-------- EXTRACTED TEXT

Receiving Feedback at the Top Is Harder Than Giving It. Here Is Why That Matters.
· by Within Pages EditorsThe 360 came back with a pattern she had not expected. Multiple respondents described her as difficult to challenge. As someone who listened well in low-stakes conversations but became visibly closed in high-stakes ones. As a leader whose team had learned to frame their concerns as questions rather than statements, because statements that contradicted her read of a situation tended not to land well.
This is what the absence of a structured leadership self-awareness practice looks like: not catastrophic failure, but a slow erosion of the honesty that development requires.
She read it three times. The first time, she looked for the methodology flaws. The second time, she identified which respondents she thought might have an agenda. The third time, somewhere around the fourth paragraph, she stopped.
She recognised what she was doing.
The Informational Isolation of Seniority
The structural reality of seniority is that honest feedback becomes rarer the higher a leader rises. Teams calibrate their input to reduce risk. Research from the CEO Genome Project found that 61 per cent of executives feel lonely in their role and believe that loneliness hinders their performance. Part of that isolation is informational.
But structural inaccessibility is only part of the picture. Brene Brown's research on armoured leadership is instructive: the greatest barrier is not fear but the self-protective patterns that activate when we feel exposed. Being a knower rather than a learner, maintaining the identity of someone who has the answers, makes challenging feedback feel like a threat to the self rather than data about behaviour.

----------------
-------- INFORMATION GIVEN

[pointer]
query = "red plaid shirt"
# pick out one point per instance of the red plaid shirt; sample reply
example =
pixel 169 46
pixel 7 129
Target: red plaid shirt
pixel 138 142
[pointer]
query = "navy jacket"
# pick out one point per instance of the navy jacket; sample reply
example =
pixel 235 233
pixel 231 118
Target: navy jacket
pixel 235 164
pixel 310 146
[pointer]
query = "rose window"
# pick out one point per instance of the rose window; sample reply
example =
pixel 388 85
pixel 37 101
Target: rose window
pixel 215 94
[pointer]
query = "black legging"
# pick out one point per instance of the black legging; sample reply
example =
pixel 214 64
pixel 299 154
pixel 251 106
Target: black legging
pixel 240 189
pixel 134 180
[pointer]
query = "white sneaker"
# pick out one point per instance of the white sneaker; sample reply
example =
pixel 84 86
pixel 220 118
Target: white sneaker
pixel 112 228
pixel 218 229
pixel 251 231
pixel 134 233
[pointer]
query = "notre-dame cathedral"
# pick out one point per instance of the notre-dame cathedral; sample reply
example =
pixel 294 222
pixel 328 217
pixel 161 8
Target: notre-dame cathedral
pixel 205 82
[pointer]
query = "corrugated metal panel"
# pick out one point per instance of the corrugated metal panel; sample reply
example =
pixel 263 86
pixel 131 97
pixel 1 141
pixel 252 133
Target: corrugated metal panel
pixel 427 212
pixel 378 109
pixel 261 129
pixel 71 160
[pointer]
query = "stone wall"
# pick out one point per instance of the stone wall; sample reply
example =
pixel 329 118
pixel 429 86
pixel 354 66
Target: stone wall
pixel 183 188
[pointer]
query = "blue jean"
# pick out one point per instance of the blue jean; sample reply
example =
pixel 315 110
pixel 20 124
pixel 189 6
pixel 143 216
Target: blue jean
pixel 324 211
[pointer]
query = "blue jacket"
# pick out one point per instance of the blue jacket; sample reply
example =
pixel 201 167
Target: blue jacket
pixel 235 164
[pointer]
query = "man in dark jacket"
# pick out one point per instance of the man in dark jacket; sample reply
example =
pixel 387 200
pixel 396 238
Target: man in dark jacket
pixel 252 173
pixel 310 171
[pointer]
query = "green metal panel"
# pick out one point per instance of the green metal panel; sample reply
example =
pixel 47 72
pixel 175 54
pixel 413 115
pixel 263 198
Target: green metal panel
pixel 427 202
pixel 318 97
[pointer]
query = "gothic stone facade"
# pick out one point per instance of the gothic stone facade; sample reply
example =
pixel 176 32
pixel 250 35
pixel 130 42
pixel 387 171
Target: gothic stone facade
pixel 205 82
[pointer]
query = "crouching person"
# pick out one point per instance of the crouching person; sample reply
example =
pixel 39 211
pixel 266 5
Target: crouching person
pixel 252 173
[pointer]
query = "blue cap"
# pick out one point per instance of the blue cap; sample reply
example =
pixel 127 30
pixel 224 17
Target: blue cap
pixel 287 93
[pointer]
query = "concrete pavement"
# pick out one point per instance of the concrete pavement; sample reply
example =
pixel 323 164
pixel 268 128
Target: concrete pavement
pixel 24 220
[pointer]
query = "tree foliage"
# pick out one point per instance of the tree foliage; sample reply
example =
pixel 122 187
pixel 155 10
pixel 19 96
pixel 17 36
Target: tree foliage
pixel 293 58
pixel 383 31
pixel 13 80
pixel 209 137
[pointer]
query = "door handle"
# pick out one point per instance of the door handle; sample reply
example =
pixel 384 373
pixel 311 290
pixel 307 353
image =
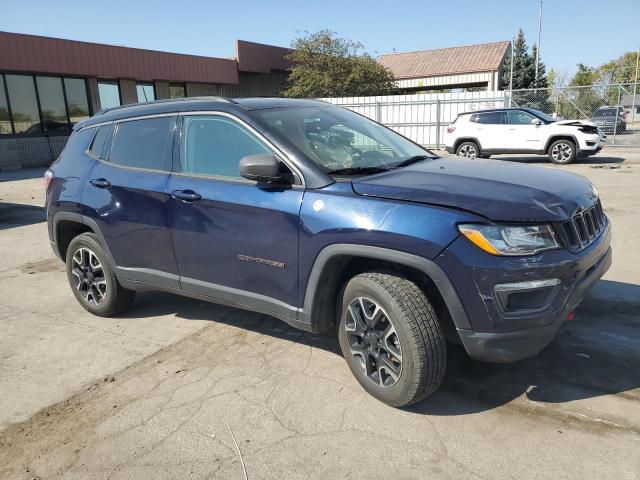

----------------

_PARTS OF THE EXERCISE_
1. Copy word for word the part of the article on receiving feedback at the top that opens with the words containing "She read it" and closes with "paragraph, she stopped.".
2. Do these statements agree with the article on receiving feedback at the top? Answer yes or no for each and quote the deciding words. (a) The CEO Genome Project found that 61 per cent of executives feel lonely in their role. (b) She stopped on her second reading of the 360. (c) Brene Brown's research names fear as the greatest barrier.
3. What does the article on receiving feedback at the top say she did on each of her three readings of the 360?

_TASK-BY-TASK SOLUTIONS_
1.
She read it three times. The first time, she looked for the methodology flaws. The second time, she identified which respondents she thought might have an agenda. The third time, somewhere around the fourth paragraph, she stopped.

2.
(a) Yes: "61 per cent of executives feel lonely in their role"
(b) No: "The third time, somewhere around the fourth paragraph, she stopped."
(c) No: "the greatest barrier is not fear but the self-protective patterns that activate when we feel exposed"

3.
1. First reading: she looked for the methodology flaws.
2. Second reading: she identified which respondents she thought might have an agenda.
3. Third reading: she stopped, somewhere around the fourth paragraph.